● **EXERCISE DETAILS**:
Filter the records below, copying out every line that contains the string "ceiling". Letter case matters.
((
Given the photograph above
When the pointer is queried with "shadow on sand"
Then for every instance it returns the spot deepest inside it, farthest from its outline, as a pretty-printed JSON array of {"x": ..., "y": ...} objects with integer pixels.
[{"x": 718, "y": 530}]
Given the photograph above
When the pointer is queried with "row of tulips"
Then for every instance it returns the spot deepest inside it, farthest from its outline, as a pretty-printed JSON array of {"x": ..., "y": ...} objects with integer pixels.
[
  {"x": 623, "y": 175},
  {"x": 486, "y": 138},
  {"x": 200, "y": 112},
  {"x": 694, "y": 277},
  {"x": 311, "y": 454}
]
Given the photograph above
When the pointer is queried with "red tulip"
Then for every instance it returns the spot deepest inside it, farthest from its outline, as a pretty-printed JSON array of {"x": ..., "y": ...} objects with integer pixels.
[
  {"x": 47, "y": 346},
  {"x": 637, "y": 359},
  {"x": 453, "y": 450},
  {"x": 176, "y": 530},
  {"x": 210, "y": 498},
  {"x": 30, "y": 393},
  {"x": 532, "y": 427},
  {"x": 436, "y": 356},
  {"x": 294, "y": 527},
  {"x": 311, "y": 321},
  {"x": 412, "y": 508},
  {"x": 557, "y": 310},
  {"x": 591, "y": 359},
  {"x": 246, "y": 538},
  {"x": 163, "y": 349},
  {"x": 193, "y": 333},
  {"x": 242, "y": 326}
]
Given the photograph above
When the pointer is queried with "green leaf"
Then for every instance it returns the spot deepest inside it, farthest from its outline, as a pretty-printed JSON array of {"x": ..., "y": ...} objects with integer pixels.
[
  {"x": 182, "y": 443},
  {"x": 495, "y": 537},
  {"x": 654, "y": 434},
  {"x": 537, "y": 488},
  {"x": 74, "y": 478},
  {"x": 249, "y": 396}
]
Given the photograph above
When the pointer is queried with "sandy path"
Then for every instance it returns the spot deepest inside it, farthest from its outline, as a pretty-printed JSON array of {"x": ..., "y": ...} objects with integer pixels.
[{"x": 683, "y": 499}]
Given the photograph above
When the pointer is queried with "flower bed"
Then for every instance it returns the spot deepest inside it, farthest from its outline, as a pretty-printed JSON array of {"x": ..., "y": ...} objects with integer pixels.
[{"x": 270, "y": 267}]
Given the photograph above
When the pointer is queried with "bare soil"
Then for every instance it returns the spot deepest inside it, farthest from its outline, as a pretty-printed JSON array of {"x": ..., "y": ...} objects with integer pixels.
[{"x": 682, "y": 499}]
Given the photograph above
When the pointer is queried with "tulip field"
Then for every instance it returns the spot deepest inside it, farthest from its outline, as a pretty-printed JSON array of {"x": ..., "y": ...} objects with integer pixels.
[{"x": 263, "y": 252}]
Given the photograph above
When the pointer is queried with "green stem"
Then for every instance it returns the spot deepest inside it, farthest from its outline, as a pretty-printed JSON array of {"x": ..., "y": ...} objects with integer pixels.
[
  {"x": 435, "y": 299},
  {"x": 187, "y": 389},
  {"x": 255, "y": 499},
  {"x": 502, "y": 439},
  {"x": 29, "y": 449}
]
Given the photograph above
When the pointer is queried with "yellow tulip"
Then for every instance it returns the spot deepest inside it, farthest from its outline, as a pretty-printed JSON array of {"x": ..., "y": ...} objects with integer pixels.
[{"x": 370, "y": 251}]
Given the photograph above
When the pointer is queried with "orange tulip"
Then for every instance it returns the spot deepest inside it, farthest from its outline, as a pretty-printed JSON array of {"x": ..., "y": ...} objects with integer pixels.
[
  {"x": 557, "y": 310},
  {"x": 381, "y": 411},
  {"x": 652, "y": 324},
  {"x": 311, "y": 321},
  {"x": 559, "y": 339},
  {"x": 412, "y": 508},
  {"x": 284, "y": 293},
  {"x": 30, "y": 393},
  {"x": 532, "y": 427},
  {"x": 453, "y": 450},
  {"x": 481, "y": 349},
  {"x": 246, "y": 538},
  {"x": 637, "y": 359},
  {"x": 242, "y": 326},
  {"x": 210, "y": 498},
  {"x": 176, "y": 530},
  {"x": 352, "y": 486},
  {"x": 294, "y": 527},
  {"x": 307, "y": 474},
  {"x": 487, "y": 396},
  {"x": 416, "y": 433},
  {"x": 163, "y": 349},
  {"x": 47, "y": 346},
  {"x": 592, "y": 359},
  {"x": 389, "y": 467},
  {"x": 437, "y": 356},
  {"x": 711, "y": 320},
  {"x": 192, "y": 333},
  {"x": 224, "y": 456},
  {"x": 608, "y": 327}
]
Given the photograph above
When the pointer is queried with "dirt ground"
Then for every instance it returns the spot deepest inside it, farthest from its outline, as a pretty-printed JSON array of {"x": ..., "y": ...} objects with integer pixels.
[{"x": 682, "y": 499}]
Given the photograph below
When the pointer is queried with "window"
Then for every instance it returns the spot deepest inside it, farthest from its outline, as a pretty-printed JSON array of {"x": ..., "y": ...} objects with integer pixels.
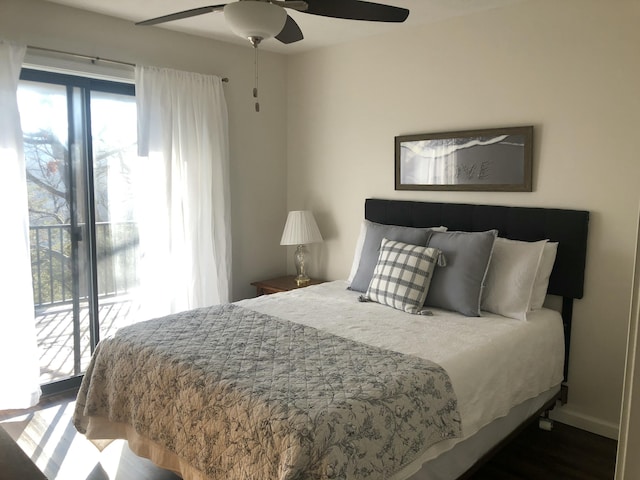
[{"x": 80, "y": 145}]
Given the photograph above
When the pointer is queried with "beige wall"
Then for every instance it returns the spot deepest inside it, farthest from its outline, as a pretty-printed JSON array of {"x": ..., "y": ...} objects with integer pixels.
[
  {"x": 569, "y": 68},
  {"x": 257, "y": 141}
]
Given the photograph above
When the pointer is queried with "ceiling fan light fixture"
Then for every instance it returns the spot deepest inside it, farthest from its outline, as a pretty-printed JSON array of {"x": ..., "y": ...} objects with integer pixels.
[{"x": 254, "y": 18}]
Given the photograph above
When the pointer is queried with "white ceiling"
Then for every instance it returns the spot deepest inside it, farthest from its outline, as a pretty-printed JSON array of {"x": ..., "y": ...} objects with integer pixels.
[{"x": 318, "y": 31}]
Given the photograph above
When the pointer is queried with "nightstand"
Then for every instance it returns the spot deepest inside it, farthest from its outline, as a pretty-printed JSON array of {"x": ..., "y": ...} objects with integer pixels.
[{"x": 281, "y": 284}]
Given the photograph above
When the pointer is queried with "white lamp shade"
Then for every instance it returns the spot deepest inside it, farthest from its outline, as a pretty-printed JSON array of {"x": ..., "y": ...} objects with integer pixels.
[
  {"x": 255, "y": 19},
  {"x": 301, "y": 228}
]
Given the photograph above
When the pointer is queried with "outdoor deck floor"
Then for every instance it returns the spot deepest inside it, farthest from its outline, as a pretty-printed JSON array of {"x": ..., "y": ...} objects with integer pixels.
[{"x": 54, "y": 329}]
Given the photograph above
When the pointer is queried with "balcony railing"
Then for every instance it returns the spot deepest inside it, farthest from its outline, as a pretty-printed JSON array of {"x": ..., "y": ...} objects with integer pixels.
[
  {"x": 63, "y": 336},
  {"x": 116, "y": 251}
]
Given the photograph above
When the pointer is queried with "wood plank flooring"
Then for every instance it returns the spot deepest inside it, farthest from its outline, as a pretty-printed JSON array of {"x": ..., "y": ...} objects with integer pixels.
[{"x": 46, "y": 434}]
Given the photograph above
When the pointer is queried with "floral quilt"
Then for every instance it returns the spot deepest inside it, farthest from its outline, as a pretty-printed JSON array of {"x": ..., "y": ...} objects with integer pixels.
[{"x": 243, "y": 395}]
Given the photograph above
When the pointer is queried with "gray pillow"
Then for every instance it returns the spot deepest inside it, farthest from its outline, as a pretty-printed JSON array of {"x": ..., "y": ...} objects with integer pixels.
[
  {"x": 371, "y": 248},
  {"x": 458, "y": 285}
]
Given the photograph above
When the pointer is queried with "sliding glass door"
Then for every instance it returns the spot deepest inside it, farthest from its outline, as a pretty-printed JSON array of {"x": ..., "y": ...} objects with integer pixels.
[{"x": 80, "y": 145}]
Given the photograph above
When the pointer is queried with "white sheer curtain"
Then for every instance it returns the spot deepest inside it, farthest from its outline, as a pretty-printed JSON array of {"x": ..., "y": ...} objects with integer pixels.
[
  {"x": 184, "y": 220},
  {"x": 19, "y": 364}
]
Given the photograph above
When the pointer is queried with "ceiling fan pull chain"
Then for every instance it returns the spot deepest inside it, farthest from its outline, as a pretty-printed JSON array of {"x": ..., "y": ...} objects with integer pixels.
[{"x": 255, "y": 88}]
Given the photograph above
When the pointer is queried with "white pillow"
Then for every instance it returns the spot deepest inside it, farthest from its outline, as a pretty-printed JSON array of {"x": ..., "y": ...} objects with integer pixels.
[
  {"x": 542, "y": 277},
  {"x": 358, "y": 253},
  {"x": 511, "y": 276}
]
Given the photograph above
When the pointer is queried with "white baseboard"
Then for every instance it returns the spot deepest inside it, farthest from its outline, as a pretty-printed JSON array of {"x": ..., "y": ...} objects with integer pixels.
[{"x": 585, "y": 422}]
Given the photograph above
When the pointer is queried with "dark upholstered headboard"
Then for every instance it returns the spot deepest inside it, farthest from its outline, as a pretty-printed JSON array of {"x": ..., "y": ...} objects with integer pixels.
[{"x": 567, "y": 227}]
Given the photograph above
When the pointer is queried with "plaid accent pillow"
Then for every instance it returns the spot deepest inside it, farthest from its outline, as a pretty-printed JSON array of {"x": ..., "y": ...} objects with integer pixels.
[{"x": 402, "y": 275}]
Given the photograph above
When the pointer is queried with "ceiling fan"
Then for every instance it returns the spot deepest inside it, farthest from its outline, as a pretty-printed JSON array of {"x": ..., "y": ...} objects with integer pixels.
[{"x": 258, "y": 20}]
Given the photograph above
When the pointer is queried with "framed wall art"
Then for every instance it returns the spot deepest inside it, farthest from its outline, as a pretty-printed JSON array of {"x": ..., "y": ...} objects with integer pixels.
[{"x": 496, "y": 159}]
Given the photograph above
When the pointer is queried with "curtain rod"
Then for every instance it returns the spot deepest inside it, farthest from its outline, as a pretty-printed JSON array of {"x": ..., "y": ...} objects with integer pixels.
[{"x": 89, "y": 57}]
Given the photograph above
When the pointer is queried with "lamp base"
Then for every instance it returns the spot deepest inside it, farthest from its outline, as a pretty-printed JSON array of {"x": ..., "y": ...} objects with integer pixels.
[{"x": 299, "y": 258}]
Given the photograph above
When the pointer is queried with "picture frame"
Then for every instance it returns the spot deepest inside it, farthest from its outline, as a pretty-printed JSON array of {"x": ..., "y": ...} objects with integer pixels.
[{"x": 494, "y": 159}]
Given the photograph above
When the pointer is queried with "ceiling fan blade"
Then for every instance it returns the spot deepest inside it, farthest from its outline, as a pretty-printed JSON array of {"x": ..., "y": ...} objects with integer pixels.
[
  {"x": 299, "y": 5},
  {"x": 357, "y": 10},
  {"x": 291, "y": 32},
  {"x": 180, "y": 15}
]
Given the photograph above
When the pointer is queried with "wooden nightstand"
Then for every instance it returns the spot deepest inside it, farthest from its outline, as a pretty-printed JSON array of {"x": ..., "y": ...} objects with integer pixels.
[{"x": 281, "y": 284}]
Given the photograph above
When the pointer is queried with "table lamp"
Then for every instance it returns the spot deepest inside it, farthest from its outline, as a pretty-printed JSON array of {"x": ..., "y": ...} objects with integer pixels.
[{"x": 300, "y": 229}]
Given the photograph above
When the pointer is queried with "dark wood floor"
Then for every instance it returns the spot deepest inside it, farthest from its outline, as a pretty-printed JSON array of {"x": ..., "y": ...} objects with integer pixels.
[{"x": 47, "y": 436}]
))
● **EXERCISE RESULT**:
When the pointer is queried with "ceiling fan light fixture"
When the pointer is queried with "white ceiling"
When the pointer is queried with "ceiling fan pull chain"
When the pointer is queried with "ceiling fan"
When the pointer is queried with "ceiling fan blade"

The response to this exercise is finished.